• _TASK REQUIREMENTS_
1: According to the article on JPMorgan's blockchain testing, how many clients in the UK and Japan are involved in the transfer tests?
2: Reproduce the portion of the JPMorgan blockchain article between "However, the bank" and "COO Matt James.", inclusive.

[PROVIDED PASSAGE start]

Last Updated March 4, 2021 4:46 PM
Samburaj Das
Last Updated March 4, 2021 4:46 PM

JPMorgan Chase & Co has been testing a blockchain program over the past few months wherein US dollars are being moved between London and Tokyo using distributed ledger or blockchain technology, the same innovation used to power Bitcoin.

A Wall Street Journal  report has revealed that JP Morgan Chase, the largest bank in the United States, has been ‘quietly’ testing US dollar transfers between London and Tokyo as a part of its blockchain program in recent months. JPMorgan’s head of corporate and investment banking, Daniel Pinto, has confirmed that about 2,200 clients in the UK and Japan are involved as a part of the transactional testing.

Significantly, Pinto also revealed that blockchain technology may be used by JPMorgan for live transactions later in 2016.

The tests are a part of the bank’s experiment to gauge the potential application of distributed ledger technology in currency clearing and settlement. Risks are lowered and efficiency is increased due to faster transactional times, thanks to blockchain technology, the same advantages that one sees when using bitcoin as a currency.

The WSJ’s scoop also revealed that the testing is one that will be revealed to JPMorgan investors during today’s annual presentation by executives including Chairman and CEO Jamie Dimon.

Cutting Infrastructure Costs, Increasing Blockchain Spend

This year, JPMorgan shares are down 11%, meaning the bank is looking to cut costs by shelving staff and shrinking assets in a diminishing market of profit margins. According to the report, the bank is cutting its spending on existing legacy technologies. Real estate locations housing technology employees are expected to come down in numbers.

However, the bank is expected to allocate more cash toward technology investment and partnerships while increasing cybersecurity spending by up to 20%. JPMorgan is expected to increase its overall technology spend to around $9.4 billion, about $200 million more from last year. 40% of that budget will go directly to new technology costs, up from 30% currently, according to JPMorgan COO Matt James.

In 2014 at an annual meeting of the banking elite, CEO Dimon famously stated:

(Bitcoin developers) Are going to try to eat our lunch, and that’s fine……That’s called competition, and we’ll be competing.

[PROVIDED PASSAGE end]
[SOURCE EXCERPT start]

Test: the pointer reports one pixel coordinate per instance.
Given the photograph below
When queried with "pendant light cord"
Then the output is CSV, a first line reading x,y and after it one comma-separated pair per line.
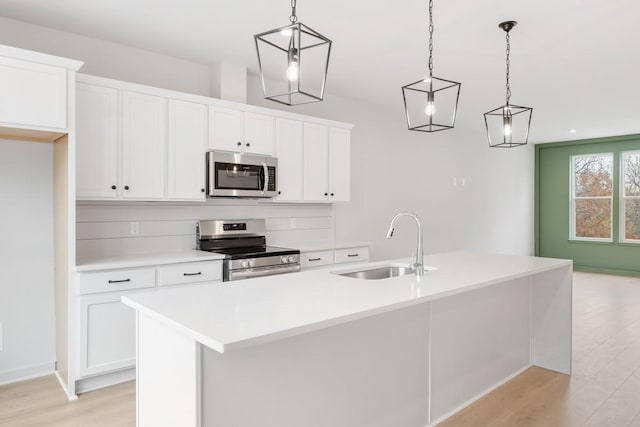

[SOURCE EXCERPT end]

• _TASK RESPONSES_
1: About 2,200 clients.

2:
However, the bank is expected to allocate more cash toward technology investment and partnerships while increasing cybersecurity spending by up to 20%. JPMorgan is expected to increase its overall technology spend to around $9.4 billion, about $200 million more from last year. 40% of that budget will go directly to new technology costs, up from 30% currently, according to JPMorgan COO Matt James.